■ **Document passage**

>>>>>

Institutions facing financial crunches often struggle to find a workable way to address costs while trying to meet what they see as changing student demands. Mills College, a women’s liberal arts college in Oakland, Calif., is in the midst of a financially motivated retooling that includes significant cost-cutting. Faculty layoffs, staff layoffs and program eliminations are under way as administrators work to close an operating budget gap that was projected at about $9 million for the upcoming year.

The process has been difficult. Faculty members protested after they learned of plans to cut tenured faculty positions. Many also questioned the process involved, in which Mills declared a financial emergency rather than financial exigency, which is the more widely recognized pathway for institutions laying off tenured professors during a financial crisis. Faculty members from outside Mills have joined in the criticism, in June asking the college to abandon plans to close its philosophy department.

Mills leaders have maintained that they have little choice but to make broad changes. The country's population of rising high school students who will soon become college freshmen is not large enough for every institution to grow its enrollment of 18- to 22-year-olds, said Elizabeth Hillman, the college’s president.

“The idea that everybody is going to grow out of this challenge does not ring true with what the data is telling us,” she said.

“It's very hard,” Hillman said. “It's painful for the faculty itself, and it's painful for the people who have learned so much from the faculty.”

Asked in the survey about other strategies for handling revenue shortfalls in the coming year, 6 percent of chief business officers agreed they would outsource more academic programs. And 39 percent agreed they would shift more instruction from a classroom-based model to a web-based model. Only 20 percent said they would cut spending for intercollegiate athletic programs, although that was up from 11 percent planning to do so in last year's survey.

Meanwhile, 27 percent agreed their institutions would outsource more administrative services, 46 percent said they would explore collaboration opportunities for administrative services with other institutions, and 63 percent said they would explore collaboration opportunities for academic programs with other institutions.

Many business officers still expressed plans to pursue other revenue-raising strategies. A full 68 percent said their institutions would launch new revenue-generating academic programs in the coming year, and 40 percent said they would be enrolling more full-pay students. Both of those results are largely in line with last year’s survey.

Colleges and universities will always have to find a balance between cuts and investing in new programs for the future. But against the backdrop of increasing financial uncertainty, enrollment challenges and high competition between institutions, worries persist that higher ed leaders have not been thinking drastically enough.

"As enrollment's going down, we have excess space," Lapovsky said. "If we were any other industry, we would merge, go out of business, whatever. And we're not doing that."

No Merger Mania

Closures of numerous for-profit and some private nonprofit colleges, and talk of mergers in several public university systems, could create the impression that many institutions are clamoring to combine, collaborate or consolidate in the future.

The survey of chief business officers suggests that’s not the case.

One in eight CBOs said that senior administrators at their institutions had “serious internal discussions in the last year” about merging with another college or university. The proportion was 15 percent for private nonprofit institutions (21 percent for private doctoral or master’s universities) and 9 percent at public institutions (15 percent at public doctoral universities).

<<<<<

■ **Set problem 1**
Copy the passage on college budget cuts word for word, starting at "Many business officers" and ending after "last year’s survey.".
■ **Set problem 2**
Please go on with the passage on college budget cuts from the point where it stops.
The lines after this are not needed.

■ **Supplied material**

>>>>>

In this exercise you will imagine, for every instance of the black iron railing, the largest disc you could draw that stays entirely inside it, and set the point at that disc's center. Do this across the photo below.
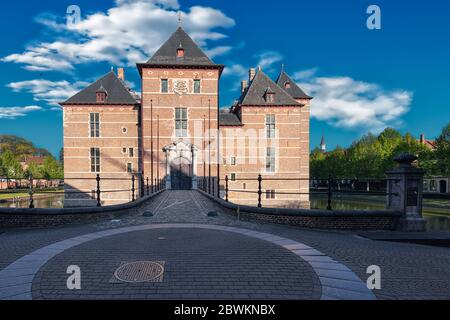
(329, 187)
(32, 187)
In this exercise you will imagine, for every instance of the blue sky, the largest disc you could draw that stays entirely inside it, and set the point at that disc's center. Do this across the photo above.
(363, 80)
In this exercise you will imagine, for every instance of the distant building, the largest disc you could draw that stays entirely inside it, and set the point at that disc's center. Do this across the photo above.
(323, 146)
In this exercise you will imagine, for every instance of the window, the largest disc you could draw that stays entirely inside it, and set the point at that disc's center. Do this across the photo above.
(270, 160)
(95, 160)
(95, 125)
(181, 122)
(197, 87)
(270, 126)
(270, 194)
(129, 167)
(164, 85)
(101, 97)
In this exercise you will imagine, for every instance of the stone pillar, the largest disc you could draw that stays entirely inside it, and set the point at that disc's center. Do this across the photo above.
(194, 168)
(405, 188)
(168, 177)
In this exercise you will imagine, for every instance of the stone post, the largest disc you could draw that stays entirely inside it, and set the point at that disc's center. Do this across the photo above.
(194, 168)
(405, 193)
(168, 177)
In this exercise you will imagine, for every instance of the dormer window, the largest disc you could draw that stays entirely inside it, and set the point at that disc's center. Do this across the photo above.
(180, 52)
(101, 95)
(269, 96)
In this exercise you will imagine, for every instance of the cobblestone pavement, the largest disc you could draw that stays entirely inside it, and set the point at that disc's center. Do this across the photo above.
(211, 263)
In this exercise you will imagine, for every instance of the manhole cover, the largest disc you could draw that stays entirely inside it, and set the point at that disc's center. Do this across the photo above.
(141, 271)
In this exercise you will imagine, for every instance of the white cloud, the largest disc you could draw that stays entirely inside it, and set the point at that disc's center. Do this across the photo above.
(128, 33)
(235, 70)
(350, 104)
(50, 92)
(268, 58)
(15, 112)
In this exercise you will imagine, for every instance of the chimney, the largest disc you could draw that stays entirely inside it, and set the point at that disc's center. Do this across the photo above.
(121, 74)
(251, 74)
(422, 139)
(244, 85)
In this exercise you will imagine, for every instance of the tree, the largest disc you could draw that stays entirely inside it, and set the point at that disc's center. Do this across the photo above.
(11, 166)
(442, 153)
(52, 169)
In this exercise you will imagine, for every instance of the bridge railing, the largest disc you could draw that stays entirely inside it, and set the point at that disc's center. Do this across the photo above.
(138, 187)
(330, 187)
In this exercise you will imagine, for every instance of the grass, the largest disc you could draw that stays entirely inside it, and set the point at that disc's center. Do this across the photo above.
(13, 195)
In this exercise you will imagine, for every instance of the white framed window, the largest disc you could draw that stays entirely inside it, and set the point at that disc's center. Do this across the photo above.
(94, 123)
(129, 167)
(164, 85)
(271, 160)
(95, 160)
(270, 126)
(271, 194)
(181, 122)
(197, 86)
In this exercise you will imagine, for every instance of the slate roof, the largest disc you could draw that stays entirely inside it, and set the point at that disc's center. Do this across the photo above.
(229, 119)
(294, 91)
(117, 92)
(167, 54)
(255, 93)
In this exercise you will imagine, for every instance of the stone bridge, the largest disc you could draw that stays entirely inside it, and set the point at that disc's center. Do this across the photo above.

<<<<<
>>>>>

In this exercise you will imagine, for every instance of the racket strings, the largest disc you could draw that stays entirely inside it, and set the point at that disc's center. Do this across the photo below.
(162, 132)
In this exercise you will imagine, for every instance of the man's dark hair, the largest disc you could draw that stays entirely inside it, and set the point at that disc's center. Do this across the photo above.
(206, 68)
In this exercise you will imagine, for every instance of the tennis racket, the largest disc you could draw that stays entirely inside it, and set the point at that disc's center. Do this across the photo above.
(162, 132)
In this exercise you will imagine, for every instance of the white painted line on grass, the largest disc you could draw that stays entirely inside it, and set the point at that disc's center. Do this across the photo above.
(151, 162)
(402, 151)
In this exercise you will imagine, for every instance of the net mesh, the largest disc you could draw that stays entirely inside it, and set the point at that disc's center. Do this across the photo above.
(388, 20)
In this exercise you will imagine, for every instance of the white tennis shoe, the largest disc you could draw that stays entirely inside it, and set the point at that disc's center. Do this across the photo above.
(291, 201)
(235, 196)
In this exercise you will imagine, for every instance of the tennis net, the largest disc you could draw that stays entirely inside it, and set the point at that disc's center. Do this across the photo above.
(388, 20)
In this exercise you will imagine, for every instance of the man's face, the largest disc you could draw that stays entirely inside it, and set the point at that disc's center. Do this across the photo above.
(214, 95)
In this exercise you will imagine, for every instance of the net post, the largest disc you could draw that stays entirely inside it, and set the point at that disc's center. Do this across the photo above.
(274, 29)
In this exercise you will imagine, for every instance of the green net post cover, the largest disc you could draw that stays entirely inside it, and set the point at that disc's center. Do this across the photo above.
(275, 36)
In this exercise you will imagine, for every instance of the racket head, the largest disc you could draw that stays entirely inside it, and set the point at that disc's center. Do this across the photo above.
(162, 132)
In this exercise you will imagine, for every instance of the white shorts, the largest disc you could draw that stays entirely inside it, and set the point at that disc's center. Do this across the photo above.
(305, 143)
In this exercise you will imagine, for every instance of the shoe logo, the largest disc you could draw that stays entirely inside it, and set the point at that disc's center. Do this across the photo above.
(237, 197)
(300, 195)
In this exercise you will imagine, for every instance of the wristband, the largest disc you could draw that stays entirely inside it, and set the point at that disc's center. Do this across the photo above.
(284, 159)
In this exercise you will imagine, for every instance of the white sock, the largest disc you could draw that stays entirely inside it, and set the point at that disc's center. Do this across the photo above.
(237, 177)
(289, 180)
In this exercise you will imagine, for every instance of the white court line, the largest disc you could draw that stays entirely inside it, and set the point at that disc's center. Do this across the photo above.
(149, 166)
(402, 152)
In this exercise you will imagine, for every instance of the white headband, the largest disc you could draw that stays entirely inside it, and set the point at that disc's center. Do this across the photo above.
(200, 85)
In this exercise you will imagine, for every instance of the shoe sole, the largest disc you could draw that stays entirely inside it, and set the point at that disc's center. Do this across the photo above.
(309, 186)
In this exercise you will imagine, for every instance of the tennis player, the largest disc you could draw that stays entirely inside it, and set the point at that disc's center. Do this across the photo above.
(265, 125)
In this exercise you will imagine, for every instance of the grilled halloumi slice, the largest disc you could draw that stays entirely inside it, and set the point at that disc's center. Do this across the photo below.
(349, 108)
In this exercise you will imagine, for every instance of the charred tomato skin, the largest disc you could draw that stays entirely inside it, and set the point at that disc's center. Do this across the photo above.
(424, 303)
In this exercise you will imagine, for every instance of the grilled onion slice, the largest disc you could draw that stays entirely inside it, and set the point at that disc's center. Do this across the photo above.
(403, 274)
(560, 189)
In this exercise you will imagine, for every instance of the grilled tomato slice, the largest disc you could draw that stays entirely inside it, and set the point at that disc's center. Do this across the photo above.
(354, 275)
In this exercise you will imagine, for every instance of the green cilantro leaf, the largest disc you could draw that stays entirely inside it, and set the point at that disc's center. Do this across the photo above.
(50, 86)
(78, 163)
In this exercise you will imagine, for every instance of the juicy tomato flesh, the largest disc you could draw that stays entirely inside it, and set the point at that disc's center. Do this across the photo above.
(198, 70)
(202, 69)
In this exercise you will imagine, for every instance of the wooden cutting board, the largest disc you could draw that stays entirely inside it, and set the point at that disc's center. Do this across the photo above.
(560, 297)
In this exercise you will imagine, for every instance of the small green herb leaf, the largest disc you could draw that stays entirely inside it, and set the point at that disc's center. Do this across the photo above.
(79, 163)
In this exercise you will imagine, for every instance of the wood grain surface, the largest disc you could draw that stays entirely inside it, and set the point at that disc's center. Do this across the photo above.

<<<<<
>>>>>

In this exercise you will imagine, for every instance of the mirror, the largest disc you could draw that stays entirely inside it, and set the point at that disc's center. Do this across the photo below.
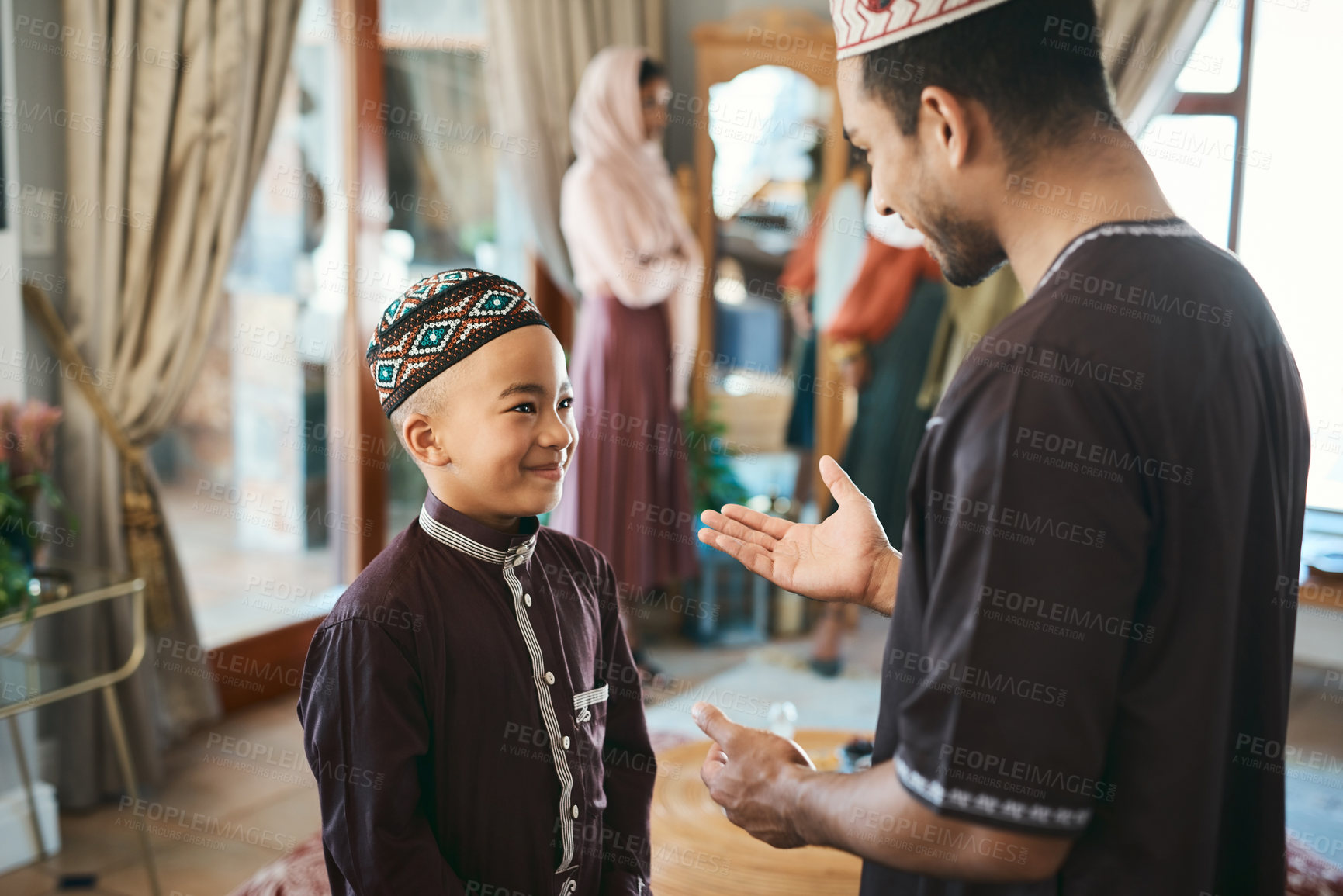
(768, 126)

<<<<<

■ **Final result 1**
Many business officers still expressed plans to pursue other revenue-raising strategies. A full 68 percent said their institutions would launch new revenue-generating academic programs in the coming year, and 40 percent said they would be enrolling more full-pay students. Both of those results are largely in line with last year’s survey.

■ **Final result 2**
About a quarter of financial officers (24 percent) said their institutions had had serious discussions about consolidating programs or operations with another institution, including 29 percent at public master’s and baccalaureate universities and community colleges.

CBOs overwhelmingly dismissed the likelihood that their college or university would merge with another in the next three years, with 89 percent of public college officers and 93 percent of private nonprofit ones saying a merger was “not likely at all” (73 and 65 percent, respectively) or “not too likely.” (More business officers, about a third, said their institution was very or somewhat likely to share back-office administrative functions or combine academic programs with another institution in the next three years.)

The picture changed somewhat when CBOs were asked what their institutions should do, however. Thirteen percent of public university business leaders and 17 percent of private nonprofit ones said they believed their institution should merge with another college, and majorities (54 and 58 percent, respectively) said they should share administrative functions or combine academic programs.

Asked which units at their institutions they thought would benefit most from merger or consolidation, more than 6 in 10 business officers nationally said information technology services, other back-office functions, and academic program offerings. About half said human resources.

More CBOs identified faculty opposition as a significant impediment to merger or consolidation (51 percent) than any other factor, followed by geography (46 percent) and a desire to maintain the status quo (45 percent). Only 28 percent identified lack of financial necessity as a barrier.

Several experts on the financing of higher education said they were not surprised that most CBOs were not enthused about merging.

While some mergers are actual strategic combinations of (relative) equals – say the recent marriages of Berklee School of Music and Boston Conservatory, and of Philadelphia and Thomas Jefferson Universities – many are takeovers in which one institution recedes and largely disappears over time.

“I think the whole notion of merger is just so complicated to wrap their brains around,” said Michael Thomas, president of the New England Board of Higher Education and author of a 2015 TIAA Institute paper about collaboration, merger and strategic alliances. “In most cases you’ve got to be facing somewhat desperate circumstances to pursue that with great, great vigor unless you’re one of those institutions with a real vision,” he said.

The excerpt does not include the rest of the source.